- [What is needed] From the entries below, copy out each line that contains the string "positive". The match is case-sensitive.

- [Study material]
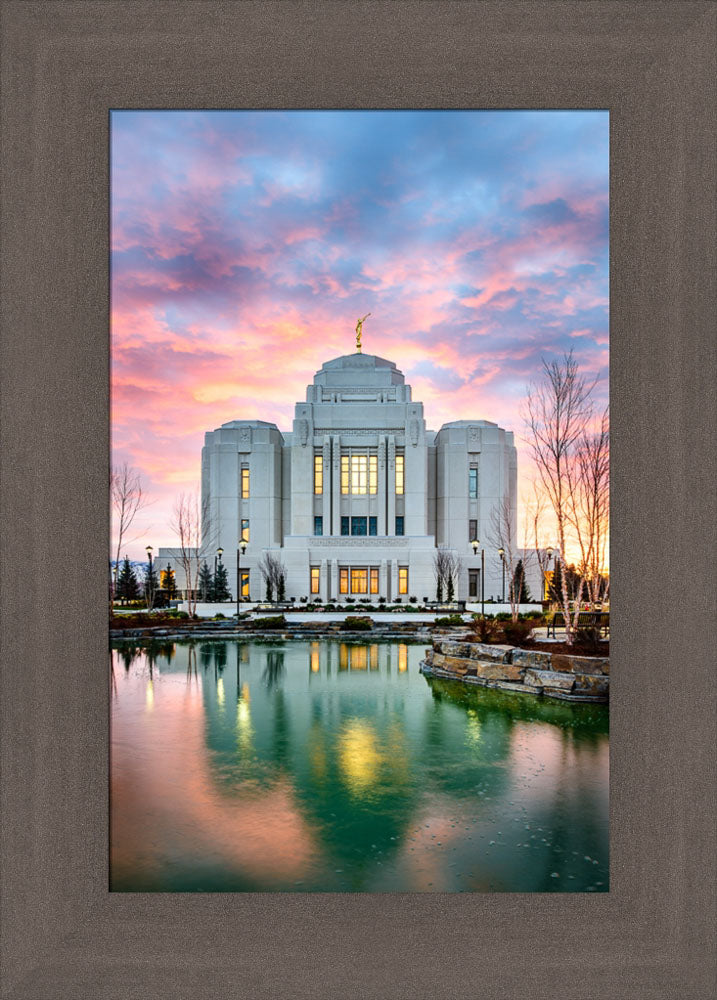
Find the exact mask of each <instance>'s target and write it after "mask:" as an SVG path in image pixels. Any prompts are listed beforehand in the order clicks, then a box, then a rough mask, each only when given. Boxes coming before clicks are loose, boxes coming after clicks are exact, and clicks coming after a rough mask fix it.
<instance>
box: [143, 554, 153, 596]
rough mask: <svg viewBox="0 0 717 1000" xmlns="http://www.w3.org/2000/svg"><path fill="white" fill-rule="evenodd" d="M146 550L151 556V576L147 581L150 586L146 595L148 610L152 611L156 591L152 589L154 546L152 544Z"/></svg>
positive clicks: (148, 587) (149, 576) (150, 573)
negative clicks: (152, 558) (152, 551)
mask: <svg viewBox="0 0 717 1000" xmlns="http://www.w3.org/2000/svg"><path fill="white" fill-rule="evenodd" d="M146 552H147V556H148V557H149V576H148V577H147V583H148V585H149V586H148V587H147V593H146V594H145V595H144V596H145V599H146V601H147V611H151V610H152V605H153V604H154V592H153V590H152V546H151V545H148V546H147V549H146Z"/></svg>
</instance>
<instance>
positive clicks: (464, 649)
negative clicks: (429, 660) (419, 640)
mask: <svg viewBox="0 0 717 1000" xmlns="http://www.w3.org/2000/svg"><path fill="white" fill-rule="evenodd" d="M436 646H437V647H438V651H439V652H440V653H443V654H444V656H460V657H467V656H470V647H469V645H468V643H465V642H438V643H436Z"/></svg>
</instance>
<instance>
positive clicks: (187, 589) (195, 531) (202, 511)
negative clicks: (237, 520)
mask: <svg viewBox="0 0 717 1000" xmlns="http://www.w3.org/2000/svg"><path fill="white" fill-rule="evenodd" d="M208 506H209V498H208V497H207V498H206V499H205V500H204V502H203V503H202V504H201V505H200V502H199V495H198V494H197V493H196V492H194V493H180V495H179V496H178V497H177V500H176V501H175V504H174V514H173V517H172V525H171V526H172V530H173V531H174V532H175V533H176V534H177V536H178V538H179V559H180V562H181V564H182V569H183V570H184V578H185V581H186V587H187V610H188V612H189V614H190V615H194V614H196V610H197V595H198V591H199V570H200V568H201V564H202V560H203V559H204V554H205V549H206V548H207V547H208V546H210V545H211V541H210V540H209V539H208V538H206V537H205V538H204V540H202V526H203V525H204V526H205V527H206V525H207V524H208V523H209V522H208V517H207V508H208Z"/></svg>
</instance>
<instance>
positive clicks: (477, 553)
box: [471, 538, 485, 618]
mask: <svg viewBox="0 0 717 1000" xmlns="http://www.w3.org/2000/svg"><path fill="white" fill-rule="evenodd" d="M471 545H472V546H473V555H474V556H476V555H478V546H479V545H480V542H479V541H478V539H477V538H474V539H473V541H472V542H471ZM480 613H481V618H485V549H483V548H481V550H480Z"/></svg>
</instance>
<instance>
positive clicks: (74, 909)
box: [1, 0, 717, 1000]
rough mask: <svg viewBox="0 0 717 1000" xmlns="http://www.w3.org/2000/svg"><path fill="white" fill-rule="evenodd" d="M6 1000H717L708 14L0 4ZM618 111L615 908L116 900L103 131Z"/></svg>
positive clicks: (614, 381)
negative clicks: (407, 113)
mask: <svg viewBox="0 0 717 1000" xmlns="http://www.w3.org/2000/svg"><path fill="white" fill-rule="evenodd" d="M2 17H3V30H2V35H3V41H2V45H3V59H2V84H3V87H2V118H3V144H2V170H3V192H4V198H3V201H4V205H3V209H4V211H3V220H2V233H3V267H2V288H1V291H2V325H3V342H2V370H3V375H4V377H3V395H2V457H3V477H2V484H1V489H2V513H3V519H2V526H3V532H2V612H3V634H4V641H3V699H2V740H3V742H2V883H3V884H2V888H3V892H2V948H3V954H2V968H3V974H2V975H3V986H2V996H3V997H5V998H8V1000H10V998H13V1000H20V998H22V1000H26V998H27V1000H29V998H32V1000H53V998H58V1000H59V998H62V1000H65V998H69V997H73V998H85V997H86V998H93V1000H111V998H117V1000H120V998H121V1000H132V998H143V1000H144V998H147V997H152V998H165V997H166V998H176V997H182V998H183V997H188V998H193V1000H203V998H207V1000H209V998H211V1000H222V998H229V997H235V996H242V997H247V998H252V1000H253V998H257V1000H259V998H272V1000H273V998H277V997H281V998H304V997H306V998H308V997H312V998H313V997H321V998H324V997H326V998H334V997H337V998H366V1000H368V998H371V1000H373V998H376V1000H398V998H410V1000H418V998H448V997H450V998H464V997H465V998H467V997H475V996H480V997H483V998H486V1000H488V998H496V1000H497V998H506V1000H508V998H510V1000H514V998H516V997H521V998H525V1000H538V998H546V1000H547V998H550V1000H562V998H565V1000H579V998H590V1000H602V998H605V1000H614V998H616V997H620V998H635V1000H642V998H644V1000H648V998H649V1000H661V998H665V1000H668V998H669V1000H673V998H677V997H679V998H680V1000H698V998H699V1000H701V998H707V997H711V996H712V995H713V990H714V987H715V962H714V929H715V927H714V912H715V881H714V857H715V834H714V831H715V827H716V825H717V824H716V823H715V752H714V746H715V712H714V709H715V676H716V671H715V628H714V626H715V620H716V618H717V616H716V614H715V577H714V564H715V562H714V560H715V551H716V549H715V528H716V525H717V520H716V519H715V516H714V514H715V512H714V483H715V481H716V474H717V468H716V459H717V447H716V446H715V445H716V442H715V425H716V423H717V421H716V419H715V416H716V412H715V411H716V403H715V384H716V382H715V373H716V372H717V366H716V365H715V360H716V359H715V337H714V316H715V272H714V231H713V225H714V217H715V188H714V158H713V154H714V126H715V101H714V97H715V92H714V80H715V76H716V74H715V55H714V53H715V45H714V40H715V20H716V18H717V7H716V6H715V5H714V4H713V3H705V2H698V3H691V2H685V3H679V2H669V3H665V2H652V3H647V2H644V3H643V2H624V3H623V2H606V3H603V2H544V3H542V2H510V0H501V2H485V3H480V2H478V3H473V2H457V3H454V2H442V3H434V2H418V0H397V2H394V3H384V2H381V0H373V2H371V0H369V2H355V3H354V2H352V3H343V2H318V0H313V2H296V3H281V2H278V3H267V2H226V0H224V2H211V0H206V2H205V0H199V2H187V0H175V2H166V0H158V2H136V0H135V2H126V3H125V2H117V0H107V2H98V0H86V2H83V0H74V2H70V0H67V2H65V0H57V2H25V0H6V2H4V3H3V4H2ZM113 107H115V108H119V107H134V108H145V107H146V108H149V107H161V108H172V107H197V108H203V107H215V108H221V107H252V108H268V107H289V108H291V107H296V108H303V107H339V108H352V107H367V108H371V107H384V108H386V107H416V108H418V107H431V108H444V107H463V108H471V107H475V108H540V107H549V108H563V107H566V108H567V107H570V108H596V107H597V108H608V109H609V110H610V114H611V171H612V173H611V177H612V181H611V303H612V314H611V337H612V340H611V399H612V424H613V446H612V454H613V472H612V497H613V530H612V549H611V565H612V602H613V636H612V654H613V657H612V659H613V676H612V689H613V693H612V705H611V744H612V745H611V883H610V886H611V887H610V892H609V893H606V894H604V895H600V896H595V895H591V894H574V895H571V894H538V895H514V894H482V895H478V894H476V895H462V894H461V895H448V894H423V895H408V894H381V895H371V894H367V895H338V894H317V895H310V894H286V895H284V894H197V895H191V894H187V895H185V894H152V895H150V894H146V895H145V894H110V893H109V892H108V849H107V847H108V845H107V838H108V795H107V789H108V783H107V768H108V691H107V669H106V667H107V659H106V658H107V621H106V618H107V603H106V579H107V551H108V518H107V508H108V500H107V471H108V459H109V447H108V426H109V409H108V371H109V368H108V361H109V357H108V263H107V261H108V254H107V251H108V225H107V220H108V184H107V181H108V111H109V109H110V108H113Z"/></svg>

- [Task output]
positive clicks: (148, 587) (149, 576) (150, 573)
positive clicks: (464, 649)
positive clicks: (187, 589) (195, 531) (202, 511)
positive clicks: (477, 553)
positive clicks: (74, 909)
positive clicks: (614, 381)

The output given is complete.